DIRECTIVES:
(1) Translate this sentence from the post on Python connection errors into Spanish: "Python provides a builtin ConnectionError exception precisely for this purpose, but it turns out it's not enough."
(2) In the post on Python connection errors, shorten the paragraph beginning "Lately I've been dealing with" into a bulleted list that keeps its main facts.
(3) Pick up the post on Python connection errors after its last line and write the next part.

DOCUMENT SEGMENT:
____
Lately I've been dealing with an asynchronous TCP client app which sends
messages to a remote server. Some of these messages are important, and cannot
get lost. Because the connection may drop at any time, I had to implement a
mechanism to resend the message once the client reconnects. As such, I needed
a way to identify what constitutes a connection error.
Python provides a builtin ConnectionError exception precisely for this
purpose, but it turns out it's not enough. After observing logs in production,
I found some errors that were not related to the socket connection per se, but
rather to the system connectivity, like ENETUNREACH
("network unreachable") or ENETDOWN ("network down"). It's interesting to
note how this distinction is reflected in the UNIX errno code prefixes:
ECONN* (connection errors) vs. ENET* (network errors). I've noticed
ENET* errors usually occur on a DHCP renewal, or more in general when the
Wi-Fi signal is weak or absent. Because this code runs on a cleaning robot
which constantly moves around the house, connection can become unstable when
the robot gets far from the Wi-Fi Access Point, so it's pretty common to bump
into errors like these:
File "/usr/lib/python3.7/ssl.py", line 934, in send
return self._sslobj.write(data)
OSError: [Errno 101] Network is unreachable
File "/usr/lib/python3.7/socket.py", line 222, in getaddrinfo
for res in _socket.getaddrinfo(host, port, family, type, proto, flags):
socket.gaierror: [Errno -3] Temporary failure in name resolution
File "/usr/lib/python3.7/ssl.py", line 934, in send
return self._sslobj.write(data)
BrokenPipeError: [Errno 32] Broken pipe
File "/usr/lib/python3.7/ssl.py", line 934, in send
return self._sslobj.write(data)
____
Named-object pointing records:
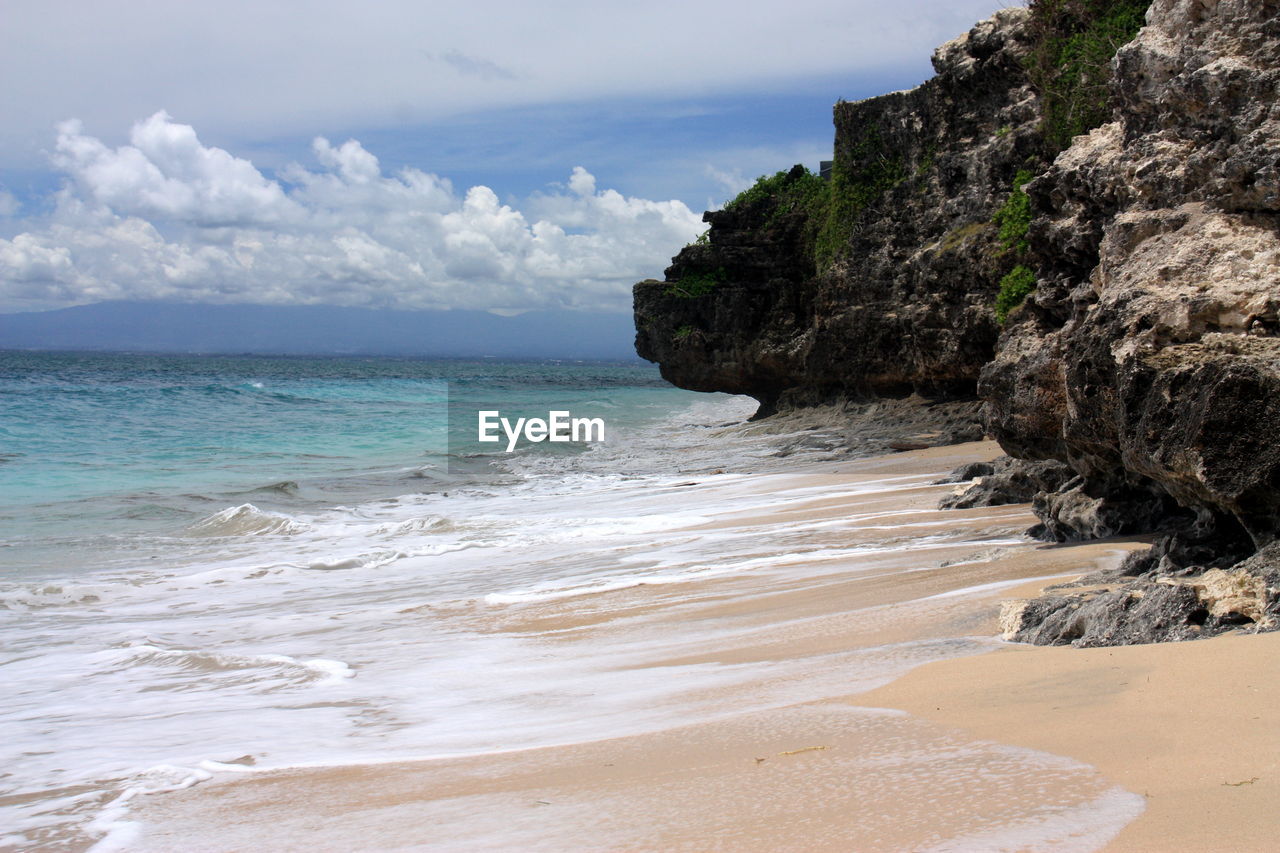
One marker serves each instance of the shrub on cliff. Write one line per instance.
(1070, 60)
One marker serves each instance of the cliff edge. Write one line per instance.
(880, 282)
(1137, 213)
(1148, 356)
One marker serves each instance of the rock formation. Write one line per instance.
(1141, 379)
(888, 288)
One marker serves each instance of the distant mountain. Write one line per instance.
(318, 329)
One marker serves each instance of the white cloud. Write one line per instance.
(170, 218)
(257, 71)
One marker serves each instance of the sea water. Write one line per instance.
(222, 564)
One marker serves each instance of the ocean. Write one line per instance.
(218, 566)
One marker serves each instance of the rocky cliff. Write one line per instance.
(1143, 369)
(1148, 356)
(881, 283)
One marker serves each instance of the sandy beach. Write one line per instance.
(1139, 748)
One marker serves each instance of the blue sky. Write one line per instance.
(487, 155)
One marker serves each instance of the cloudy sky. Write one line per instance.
(411, 154)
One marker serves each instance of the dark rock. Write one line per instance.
(1004, 480)
(1148, 357)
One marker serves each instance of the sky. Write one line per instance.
(411, 154)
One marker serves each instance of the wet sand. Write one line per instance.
(1023, 748)
(1193, 728)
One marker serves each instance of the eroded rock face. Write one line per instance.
(901, 300)
(1148, 359)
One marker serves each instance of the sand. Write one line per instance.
(1141, 748)
(1193, 728)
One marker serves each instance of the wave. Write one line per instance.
(264, 671)
(51, 596)
(246, 519)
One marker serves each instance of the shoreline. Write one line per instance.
(835, 770)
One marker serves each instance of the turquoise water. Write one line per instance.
(96, 448)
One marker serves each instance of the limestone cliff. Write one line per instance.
(1143, 369)
(881, 283)
(1148, 357)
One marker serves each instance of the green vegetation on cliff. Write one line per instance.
(698, 283)
(785, 192)
(1073, 42)
(1070, 62)
(1014, 217)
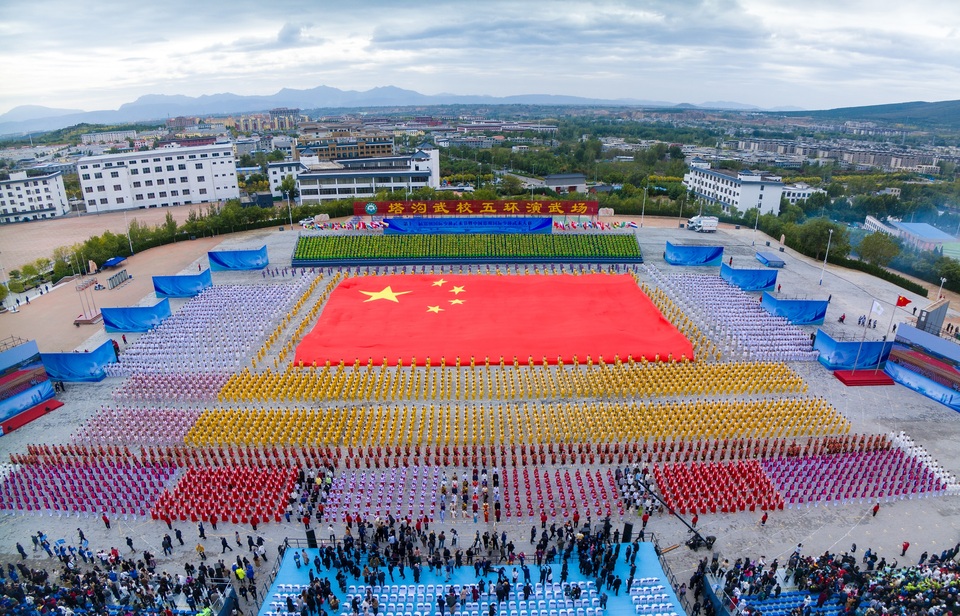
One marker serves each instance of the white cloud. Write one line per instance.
(814, 54)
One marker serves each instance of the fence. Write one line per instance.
(118, 279)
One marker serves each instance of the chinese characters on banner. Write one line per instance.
(468, 208)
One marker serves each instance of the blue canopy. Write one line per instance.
(797, 311)
(135, 318)
(238, 259)
(182, 286)
(80, 367)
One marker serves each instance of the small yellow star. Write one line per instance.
(387, 294)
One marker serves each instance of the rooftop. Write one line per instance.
(924, 231)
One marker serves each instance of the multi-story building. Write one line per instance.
(247, 145)
(743, 190)
(919, 235)
(337, 148)
(362, 177)
(285, 144)
(799, 192)
(24, 197)
(277, 171)
(158, 178)
(108, 137)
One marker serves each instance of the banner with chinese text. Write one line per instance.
(475, 208)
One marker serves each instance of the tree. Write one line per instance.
(289, 185)
(511, 185)
(812, 238)
(879, 249)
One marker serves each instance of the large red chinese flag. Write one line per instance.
(403, 317)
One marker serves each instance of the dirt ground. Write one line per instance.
(27, 241)
(48, 318)
(930, 524)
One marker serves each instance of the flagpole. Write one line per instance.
(863, 337)
(880, 357)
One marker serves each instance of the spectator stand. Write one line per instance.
(652, 591)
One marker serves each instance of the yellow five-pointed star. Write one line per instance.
(387, 294)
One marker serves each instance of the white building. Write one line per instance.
(24, 198)
(362, 177)
(108, 137)
(800, 192)
(158, 178)
(565, 183)
(743, 190)
(276, 171)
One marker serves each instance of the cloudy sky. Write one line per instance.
(813, 54)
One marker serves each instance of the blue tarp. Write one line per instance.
(135, 318)
(238, 259)
(836, 355)
(749, 280)
(693, 255)
(182, 286)
(25, 383)
(931, 344)
(921, 384)
(80, 367)
(468, 225)
(797, 311)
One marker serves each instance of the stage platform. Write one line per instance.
(409, 599)
(863, 378)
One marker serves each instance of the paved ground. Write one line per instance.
(929, 524)
(25, 242)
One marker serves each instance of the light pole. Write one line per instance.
(129, 241)
(643, 208)
(286, 195)
(824, 268)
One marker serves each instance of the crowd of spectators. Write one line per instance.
(860, 584)
(81, 581)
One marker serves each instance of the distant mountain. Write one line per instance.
(34, 112)
(943, 114)
(728, 105)
(158, 107)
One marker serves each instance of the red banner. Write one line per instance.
(476, 208)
____
ANSWERS BELOW:
(1) Python ofrece una excepción integrada, ConnectionError, precisamente para este propósito, pero resulta que no es suficiente.

(2)
- The app is an asynchronous TCP client that sends messages to a remote server.
- Some messages are important and must not be lost.
- The connection can drop at any time, so messages need to be resent after the client reconnects.
- This required a way to identify what counts as a connection error.

(3)
socket.timeout: The write operation timed out
Production logs also revealed a considerable amount of SSL-related errors. I
was uncertain what to do about those. The app is supposed to gracefully handle
them, so theoretically they should represent a bug. Still, they are
unequivocally related to the connection stream, and represent a failed attempt
to send data, so we want to retry it. Example of logs I found:
File "/usr/lib/python3.7/ssl.py", line 934, in send
return self._sslobj.write(data)
ssl.SSLZeroReturnError: TLS/SSL connection has been closed (EOF)
File "/usr/lib/python3.7/ssl.py", line 934, in send
return self._sslobj.write(data)
ssl.SSLError: [SSL: BAD_LENGTH] bad length
Looking at production logs revealed what sort of brutal, rough and tumble place
the Internet is, and how a network app must be ready to handle all sorts of
unexpected error conditions which hardly show up during testing. To handle all
of these cases I came up with this solution which I think is worth sharing, as
it's generic enough to be reused in similar situations. If needed, this can be
easily extended to include specific exceptions of third party libraries, like
requests.exceptions.ConnectionError.
import errno, socket, ssl
# Network errors, usually related to DHCP or wpa_supplicant (Wi-Fi).
NETWORK_ERRNOS = frozenset((
errno.ENETUNREACH, # "Network is unreachable"
errno.ENETDOWN, # "Network is down"
errno.ENETRESET, # "Network dropped connection on reset"
errno.ENONET, # "Machine is not on the network"
))
def is_connection_err(exc):
"""Return True if an exception is connection-related."""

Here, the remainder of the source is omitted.